• **TASK DIRECTIONS**
What is needed is the run of lines from the one with "Where can you spot the person's" through the close of the data, set down exactly.
— Begin ENTRIES SUPPLIED —
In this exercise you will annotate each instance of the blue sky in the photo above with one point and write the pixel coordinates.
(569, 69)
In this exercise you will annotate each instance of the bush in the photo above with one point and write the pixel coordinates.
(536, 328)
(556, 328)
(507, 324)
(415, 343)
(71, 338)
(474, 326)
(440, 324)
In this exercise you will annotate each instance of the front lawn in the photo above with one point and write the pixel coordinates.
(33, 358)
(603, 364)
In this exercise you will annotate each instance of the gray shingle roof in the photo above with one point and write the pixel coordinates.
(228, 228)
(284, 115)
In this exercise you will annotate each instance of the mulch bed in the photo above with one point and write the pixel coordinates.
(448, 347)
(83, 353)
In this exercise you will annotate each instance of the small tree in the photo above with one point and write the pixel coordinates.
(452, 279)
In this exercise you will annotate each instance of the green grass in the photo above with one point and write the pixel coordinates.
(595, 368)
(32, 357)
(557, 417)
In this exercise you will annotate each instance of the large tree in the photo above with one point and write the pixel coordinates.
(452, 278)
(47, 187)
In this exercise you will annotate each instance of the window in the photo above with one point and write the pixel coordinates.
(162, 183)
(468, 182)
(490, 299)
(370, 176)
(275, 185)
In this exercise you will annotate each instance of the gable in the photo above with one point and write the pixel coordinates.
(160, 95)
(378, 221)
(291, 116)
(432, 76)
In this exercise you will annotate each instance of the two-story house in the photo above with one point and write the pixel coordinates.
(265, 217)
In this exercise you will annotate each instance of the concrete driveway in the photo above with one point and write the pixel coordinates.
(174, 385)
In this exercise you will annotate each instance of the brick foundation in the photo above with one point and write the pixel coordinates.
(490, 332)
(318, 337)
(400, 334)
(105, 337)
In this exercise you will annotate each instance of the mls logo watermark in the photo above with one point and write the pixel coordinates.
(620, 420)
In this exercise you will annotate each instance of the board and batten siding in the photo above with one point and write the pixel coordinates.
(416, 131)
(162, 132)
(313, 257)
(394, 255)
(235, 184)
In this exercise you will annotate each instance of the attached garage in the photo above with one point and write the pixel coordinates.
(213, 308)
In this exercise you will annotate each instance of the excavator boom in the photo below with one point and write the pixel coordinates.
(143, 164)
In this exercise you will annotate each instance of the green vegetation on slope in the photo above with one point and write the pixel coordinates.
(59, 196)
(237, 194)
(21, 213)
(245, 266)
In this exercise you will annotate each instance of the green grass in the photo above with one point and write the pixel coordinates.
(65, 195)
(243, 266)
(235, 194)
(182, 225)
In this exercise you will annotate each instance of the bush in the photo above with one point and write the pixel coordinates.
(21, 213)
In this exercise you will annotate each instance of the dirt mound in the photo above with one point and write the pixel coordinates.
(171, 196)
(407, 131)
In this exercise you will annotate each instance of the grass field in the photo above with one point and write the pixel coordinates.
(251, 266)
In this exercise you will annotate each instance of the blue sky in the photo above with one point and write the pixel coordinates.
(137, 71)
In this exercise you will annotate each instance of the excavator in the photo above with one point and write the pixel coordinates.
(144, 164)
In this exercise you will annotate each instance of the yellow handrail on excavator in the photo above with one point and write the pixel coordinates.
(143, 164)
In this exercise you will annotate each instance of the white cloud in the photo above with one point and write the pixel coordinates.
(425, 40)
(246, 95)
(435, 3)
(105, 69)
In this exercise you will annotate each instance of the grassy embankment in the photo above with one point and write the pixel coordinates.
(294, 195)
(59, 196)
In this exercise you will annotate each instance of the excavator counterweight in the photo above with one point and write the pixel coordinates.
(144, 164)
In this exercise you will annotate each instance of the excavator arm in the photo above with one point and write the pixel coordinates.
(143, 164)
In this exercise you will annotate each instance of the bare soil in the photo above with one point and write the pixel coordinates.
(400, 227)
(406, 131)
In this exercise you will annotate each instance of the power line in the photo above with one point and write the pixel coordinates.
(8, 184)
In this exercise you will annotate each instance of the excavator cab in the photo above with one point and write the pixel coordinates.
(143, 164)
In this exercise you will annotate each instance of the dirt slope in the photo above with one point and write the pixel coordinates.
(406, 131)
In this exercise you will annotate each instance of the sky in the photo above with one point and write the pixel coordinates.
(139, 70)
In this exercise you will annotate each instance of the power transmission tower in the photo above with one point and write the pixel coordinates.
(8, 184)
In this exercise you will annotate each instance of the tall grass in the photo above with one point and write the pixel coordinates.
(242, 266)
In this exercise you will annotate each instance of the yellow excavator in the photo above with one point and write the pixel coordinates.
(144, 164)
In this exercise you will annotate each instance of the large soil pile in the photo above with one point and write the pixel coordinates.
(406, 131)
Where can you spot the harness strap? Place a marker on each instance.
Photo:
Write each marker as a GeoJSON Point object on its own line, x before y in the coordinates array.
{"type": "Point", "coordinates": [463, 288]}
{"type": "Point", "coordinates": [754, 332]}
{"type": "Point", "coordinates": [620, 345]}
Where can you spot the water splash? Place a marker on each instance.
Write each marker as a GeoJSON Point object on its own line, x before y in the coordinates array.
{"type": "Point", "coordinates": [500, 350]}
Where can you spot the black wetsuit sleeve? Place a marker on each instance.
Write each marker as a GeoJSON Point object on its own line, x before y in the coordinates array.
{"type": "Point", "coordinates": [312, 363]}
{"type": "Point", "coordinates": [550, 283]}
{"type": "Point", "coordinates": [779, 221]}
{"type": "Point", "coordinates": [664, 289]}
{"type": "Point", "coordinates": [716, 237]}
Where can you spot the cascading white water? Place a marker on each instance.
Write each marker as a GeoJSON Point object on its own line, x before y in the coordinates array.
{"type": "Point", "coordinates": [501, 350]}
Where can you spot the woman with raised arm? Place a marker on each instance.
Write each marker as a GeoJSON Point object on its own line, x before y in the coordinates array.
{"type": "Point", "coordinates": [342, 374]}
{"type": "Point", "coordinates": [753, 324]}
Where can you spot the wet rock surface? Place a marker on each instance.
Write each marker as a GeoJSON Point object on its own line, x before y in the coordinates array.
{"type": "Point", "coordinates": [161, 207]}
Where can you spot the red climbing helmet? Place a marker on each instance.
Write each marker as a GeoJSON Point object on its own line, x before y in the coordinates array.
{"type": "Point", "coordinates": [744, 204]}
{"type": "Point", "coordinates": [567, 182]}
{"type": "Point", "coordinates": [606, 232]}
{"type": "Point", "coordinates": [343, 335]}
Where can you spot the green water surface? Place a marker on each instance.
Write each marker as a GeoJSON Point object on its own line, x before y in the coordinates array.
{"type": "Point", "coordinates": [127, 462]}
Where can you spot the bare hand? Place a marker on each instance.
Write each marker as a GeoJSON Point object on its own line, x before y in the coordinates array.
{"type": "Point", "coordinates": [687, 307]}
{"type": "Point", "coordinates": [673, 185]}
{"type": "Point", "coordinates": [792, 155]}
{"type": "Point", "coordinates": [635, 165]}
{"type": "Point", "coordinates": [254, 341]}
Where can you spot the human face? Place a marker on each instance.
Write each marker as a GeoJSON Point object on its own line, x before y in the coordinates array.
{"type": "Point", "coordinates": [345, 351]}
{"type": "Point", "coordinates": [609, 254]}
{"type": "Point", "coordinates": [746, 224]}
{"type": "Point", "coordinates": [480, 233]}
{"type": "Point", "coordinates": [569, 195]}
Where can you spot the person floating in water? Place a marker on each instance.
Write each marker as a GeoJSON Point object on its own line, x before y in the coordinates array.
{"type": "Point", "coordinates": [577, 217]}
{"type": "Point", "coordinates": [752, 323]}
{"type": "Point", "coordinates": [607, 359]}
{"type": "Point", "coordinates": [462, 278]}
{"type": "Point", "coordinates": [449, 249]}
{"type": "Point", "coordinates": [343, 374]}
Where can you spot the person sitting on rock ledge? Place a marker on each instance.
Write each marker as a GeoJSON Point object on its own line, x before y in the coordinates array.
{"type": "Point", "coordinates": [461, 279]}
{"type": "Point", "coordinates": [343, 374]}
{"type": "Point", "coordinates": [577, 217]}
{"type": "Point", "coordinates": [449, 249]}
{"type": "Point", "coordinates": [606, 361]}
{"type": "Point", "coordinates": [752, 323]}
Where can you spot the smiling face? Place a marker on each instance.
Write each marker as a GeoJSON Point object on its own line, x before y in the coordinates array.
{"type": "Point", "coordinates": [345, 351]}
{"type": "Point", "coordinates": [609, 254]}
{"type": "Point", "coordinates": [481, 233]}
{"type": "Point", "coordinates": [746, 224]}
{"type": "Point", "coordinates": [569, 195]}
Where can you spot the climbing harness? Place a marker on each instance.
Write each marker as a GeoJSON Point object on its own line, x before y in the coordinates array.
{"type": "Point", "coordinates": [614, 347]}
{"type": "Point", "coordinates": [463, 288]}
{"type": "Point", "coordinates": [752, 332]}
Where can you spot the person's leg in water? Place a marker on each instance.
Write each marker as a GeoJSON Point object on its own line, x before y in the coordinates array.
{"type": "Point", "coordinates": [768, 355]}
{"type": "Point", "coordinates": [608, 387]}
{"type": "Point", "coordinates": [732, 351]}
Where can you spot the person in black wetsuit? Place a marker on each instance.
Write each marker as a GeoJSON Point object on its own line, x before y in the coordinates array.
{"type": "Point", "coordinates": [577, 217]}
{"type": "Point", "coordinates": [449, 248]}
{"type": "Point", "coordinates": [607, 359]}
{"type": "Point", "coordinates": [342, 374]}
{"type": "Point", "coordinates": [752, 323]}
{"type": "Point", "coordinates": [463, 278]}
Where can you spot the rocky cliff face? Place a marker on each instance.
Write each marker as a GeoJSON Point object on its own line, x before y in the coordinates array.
— End ENTRIES SUPPLIED —
• **EXERCISE RESULT**
Where can you spot the person's leg in water? Place a marker on each instance.
Write each marker as a GeoJSON Point object on its own line, x before y in the coordinates array.
{"type": "Point", "coordinates": [768, 355]}
{"type": "Point", "coordinates": [608, 387]}
{"type": "Point", "coordinates": [732, 351]}
Where can you spot the person in black wetsuit? Place a marker on each instance.
Write each marker as a GeoJSON Point object on its own line, x before y in the coordinates array.
{"type": "Point", "coordinates": [577, 217]}
{"type": "Point", "coordinates": [449, 248]}
{"type": "Point", "coordinates": [607, 359]}
{"type": "Point", "coordinates": [342, 374]}
{"type": "Point", "coordinates": [752, 323]}
{"type": "Point", "coordinates": [463, 278]}
Where can you spot the rocky cliff face? Place a marker on each instance.
Write each marker as a GeoJSON Point object on its own line, x before y in the coordinates array.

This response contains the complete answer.